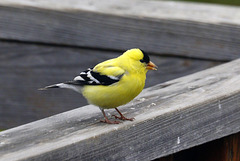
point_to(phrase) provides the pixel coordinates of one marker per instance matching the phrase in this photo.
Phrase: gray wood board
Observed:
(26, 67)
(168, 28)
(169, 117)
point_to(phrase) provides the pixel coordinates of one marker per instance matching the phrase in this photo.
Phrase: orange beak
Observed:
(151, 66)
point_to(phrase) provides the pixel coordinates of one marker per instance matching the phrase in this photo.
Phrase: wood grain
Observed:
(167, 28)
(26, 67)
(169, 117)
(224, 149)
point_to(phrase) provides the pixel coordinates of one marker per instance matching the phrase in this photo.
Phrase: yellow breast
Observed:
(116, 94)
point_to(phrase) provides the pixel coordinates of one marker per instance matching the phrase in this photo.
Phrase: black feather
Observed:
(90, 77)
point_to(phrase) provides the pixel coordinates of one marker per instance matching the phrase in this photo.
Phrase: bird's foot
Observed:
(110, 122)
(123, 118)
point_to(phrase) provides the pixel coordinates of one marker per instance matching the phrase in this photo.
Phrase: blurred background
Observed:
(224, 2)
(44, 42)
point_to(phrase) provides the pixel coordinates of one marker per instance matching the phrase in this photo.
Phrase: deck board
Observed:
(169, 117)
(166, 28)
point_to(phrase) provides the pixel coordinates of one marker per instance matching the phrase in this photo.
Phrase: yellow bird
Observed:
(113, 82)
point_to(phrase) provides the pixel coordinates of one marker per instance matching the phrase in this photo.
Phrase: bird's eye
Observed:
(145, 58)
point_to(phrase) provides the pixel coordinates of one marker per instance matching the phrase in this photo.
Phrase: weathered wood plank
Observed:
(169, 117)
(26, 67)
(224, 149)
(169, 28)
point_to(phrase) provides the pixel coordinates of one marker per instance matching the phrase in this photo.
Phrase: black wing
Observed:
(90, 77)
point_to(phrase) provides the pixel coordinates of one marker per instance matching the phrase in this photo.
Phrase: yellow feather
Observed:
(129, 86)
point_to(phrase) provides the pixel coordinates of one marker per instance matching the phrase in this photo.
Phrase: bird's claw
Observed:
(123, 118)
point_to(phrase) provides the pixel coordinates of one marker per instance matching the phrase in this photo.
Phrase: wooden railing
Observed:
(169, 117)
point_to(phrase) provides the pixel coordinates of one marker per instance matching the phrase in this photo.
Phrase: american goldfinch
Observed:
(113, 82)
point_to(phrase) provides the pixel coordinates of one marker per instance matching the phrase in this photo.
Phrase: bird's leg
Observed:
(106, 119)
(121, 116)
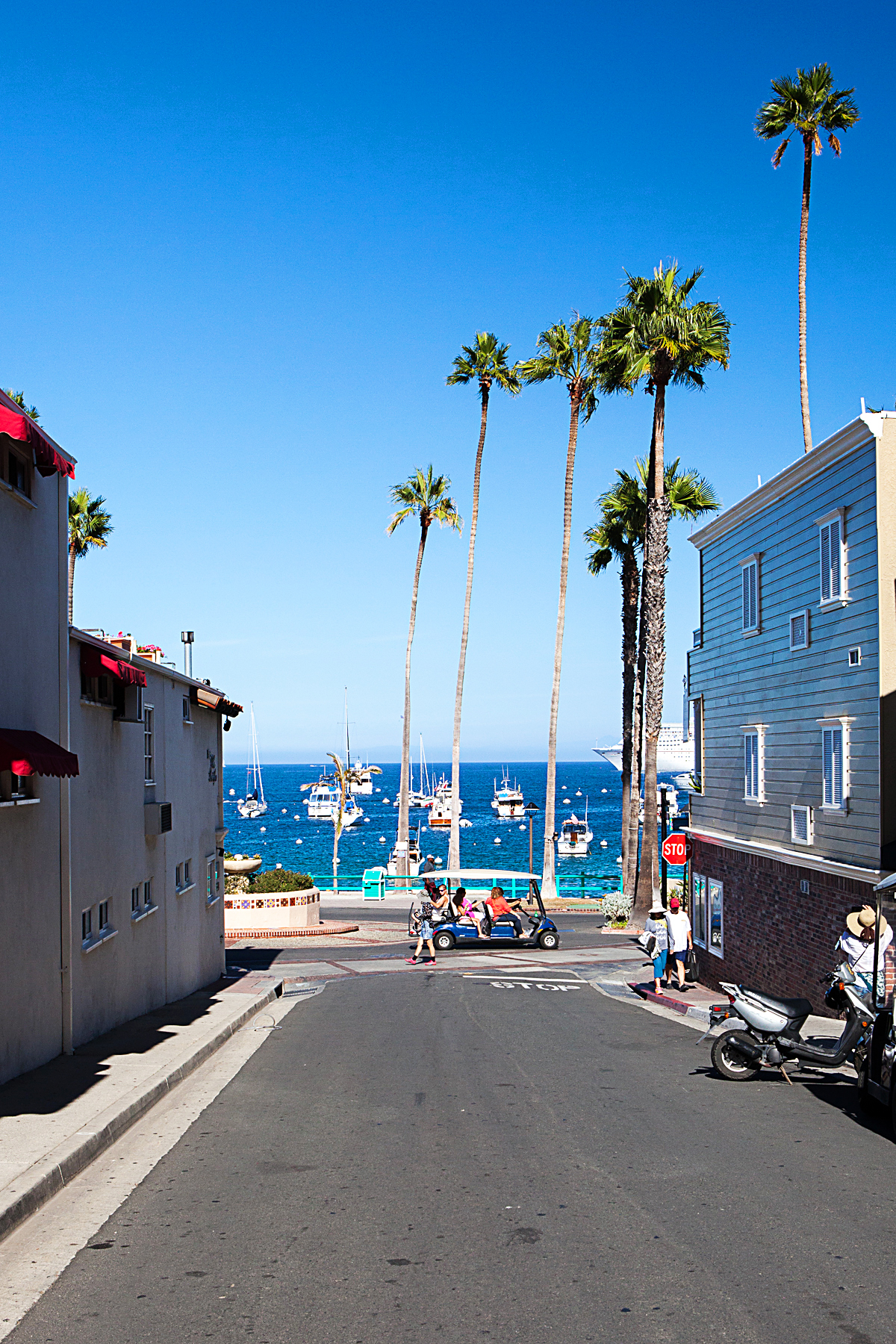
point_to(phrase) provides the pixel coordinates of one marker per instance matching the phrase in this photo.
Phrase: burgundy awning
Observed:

AIM OF THE EXERCISE:
Copy the records above exactly, omitting every picture.

REPLY:
point_to(phrase) provides the pixel coordinates of one marker per instance matching the phrase in this photo.
Phrase: gray wood board
Observed:
(26, 67)
(168, 28)
(169, 117)
point_to(phrase) provides the pixel coordinates of one marker per instance matching the phrase in this photo.
Phrase: orange beak
Observed:
(151, 66)
point_to(phrase) provides the pixel coordinates of one marker per instance matching the phrase in this photo.
Phrase: wood grain
Observed:
(167, 28)
(26, 67)
(169, 117)
(224, 149)
point_to(phrase) provides the pixel coordinates of one marker per instance matching the phrase in this photo.
Phrase: yellow breast
Observed:
(116, 94)
point_to(phrase) provides the pixel coordinates of one marker per instance matching the phrase in this photo.
Phrase: black feather
Observed:
(90, 77)
point_to(phrase) provides the pixel coordinates of one marker per instance matching the phrase in this photo.
Phrase: bird's foot
Observed:
(110, 122)
(123, 118)
point_to(phrase) provides the pixel coordinates of one marker per instance matching the phrase in this photo.
Phrase: blurred background
Observed:
(224, 2)
(44, 42)
point_to(phrase) provides the pixel coordinates of one marker per instance matching the phrase in this photo.
Phrase: deck board
Observed:
(169, 117)
(166, 28)
point_to(phrase) provides the pixel coordinates of one marker per instance matching the phrase in this photo.
Phrase: yellow bird
Observed:
(113, 82)
point_to(phrase) provides the pixel coordinates of one marker per instance matching the phrase in this photo.
Phrase: bird's eye
Observed:
(145, 58)
point_to(phrase) provides the pixel coordinates of one marker per instance matching the phrase in this photo.
Phrase: weathered wood plank
Observed:
(169, 117)
(26, 67)
(224, 149)
(169, 28)
point_to(phrase) provides the pixel coordinates of one marker per instance matching the phrase in this photo.
Phrase: black wing
Observed:
(90, 77)
point_to(phrase) provides the pixel coordinates of one marker per instance matching the phrase in this photo.
Phrase: yellow feather
Observed:
(129, 86)
point_to(phrase) provides the pixel coordinates of one marker per instance matching the phrase in this photo.
Phrase: bird's claw
Observed:
(123, 118)
point_to(phrase) provides the pixel coordinates of one marker per instance matching the phrase in this photo.
Phrase: wooden railing
Observed:
(169, 117)
point_to(phrase) provides the pixel coordinates of one marker per instance matching the phrase in this photo.
Phrase: american goldfinch
Observed:
(113, 82)
point_to(phrase) provides the pixel coordinates of one marker per instance matching the phrase in this photo.
Phrase: bird's leg
Observed:
(106, 119)
(121, 116)
point_to(phrase) provides the pixel coordinates of one marker per instance matching the phrase in this photo.
Phrase: burgundy awning
Observed:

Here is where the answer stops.